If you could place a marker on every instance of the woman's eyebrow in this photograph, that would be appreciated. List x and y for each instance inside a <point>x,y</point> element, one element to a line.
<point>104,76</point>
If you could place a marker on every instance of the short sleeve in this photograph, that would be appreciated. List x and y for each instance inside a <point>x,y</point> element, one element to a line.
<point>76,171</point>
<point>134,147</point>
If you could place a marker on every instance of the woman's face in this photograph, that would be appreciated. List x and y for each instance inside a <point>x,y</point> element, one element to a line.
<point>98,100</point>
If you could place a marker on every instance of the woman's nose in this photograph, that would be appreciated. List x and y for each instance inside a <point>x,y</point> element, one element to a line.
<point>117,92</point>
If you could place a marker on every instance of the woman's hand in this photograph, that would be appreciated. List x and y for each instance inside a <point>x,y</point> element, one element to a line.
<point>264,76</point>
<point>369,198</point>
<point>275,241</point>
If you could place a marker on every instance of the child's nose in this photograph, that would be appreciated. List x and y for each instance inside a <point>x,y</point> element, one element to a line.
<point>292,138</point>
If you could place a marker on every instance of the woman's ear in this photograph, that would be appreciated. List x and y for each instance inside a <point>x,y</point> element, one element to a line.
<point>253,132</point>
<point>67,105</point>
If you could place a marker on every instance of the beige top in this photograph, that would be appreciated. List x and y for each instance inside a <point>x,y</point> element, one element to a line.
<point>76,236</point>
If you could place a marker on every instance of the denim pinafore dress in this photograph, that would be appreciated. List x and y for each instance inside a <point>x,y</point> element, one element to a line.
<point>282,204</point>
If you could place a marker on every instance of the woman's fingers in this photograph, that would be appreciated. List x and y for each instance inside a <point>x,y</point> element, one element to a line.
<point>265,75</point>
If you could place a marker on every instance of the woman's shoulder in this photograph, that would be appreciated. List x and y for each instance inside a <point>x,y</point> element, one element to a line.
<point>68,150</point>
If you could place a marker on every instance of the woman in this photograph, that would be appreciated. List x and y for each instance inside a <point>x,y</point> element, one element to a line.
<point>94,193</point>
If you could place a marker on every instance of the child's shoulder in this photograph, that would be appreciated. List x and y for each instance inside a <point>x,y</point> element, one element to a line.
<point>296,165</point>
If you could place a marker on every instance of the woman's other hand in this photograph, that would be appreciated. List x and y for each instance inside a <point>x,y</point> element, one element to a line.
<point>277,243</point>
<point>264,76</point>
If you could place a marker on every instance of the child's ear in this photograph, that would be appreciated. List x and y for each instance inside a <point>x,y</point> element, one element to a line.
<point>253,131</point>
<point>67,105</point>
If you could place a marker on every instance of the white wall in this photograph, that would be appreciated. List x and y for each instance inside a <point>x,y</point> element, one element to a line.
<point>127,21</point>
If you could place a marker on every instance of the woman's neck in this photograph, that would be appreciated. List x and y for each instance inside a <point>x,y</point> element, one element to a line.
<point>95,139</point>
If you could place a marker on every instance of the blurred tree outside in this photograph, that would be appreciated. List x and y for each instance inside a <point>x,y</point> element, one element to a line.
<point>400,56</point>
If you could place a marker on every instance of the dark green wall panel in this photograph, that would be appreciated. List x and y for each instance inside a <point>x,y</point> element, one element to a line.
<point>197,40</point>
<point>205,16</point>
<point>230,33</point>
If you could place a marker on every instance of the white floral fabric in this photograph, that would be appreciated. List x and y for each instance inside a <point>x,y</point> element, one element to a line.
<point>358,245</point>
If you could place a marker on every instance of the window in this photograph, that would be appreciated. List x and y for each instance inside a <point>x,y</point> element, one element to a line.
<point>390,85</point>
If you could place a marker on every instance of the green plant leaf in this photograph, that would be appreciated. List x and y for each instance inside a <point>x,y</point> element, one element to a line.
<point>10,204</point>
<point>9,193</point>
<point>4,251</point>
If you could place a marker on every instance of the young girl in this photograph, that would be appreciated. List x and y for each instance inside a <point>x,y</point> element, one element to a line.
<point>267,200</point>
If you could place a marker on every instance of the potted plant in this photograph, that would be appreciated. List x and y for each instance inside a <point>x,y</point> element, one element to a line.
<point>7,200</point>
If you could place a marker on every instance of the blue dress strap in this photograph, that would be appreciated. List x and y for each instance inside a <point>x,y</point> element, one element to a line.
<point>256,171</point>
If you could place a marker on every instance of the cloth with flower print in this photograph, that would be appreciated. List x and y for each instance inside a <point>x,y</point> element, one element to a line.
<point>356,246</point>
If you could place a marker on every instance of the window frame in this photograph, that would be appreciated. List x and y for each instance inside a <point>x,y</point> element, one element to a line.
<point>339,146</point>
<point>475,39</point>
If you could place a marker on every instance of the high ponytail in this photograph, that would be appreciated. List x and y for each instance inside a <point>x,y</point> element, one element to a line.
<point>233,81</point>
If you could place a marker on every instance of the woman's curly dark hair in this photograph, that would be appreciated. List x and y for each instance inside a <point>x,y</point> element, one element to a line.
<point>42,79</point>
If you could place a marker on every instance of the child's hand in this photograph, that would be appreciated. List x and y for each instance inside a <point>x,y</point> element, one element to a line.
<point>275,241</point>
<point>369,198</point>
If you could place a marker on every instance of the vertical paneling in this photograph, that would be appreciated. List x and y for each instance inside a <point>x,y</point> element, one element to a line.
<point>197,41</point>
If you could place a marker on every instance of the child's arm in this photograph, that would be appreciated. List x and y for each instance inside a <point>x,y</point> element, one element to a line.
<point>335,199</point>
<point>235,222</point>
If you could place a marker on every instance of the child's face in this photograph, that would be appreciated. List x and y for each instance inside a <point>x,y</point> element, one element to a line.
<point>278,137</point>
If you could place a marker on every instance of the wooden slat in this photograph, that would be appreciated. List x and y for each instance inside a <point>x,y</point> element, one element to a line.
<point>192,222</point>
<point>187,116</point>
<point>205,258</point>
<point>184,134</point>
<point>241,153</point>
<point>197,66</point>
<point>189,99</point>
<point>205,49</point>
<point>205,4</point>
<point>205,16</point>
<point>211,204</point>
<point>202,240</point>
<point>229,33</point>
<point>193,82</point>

--

What to do: Exactly the lines from the one with "of the vertical" through the final line of the entries are to be returned, both ends included.

Your solution:
If you could place a marker on every instance of the vertical paneling in this photograph, that would be appreciated. List x and y for each instance inside a <point>x,y</point> element, one element to a line.
<point>197,41</point>
If you could place a marker on every instance of the child's arm in this photograph, that would be appreciated. List x and y for each instance inside a <point>x,y</point> element, one element to a line.
<point>335,199</point>
<point>235,222</point>
If you could place a marker on every instance of the child's face in this photograph, that would be appreciated. List x and y for each instance inside a <point>x,y</point> element, one element to a line.
<point>278,137</point>
If you could place a marker on every instance of the wooden slat in this photograph, that would be appreciated. List x and y for each instance inside a <point>x,y</point> element, one element to a line.
<point>192,222</point>
<point>187,116</point>
<point>205,258</point>
<point>184,134</point>
<point>241,153</point>
<point>197,66</point>
<point>189,99</point>
<point>205,49</point>
<point>205,4</point>
<point>205,16</point>
<point>211,204</point>
<point>202,240</point>
<point>229,33</point>
<point>193,82</point>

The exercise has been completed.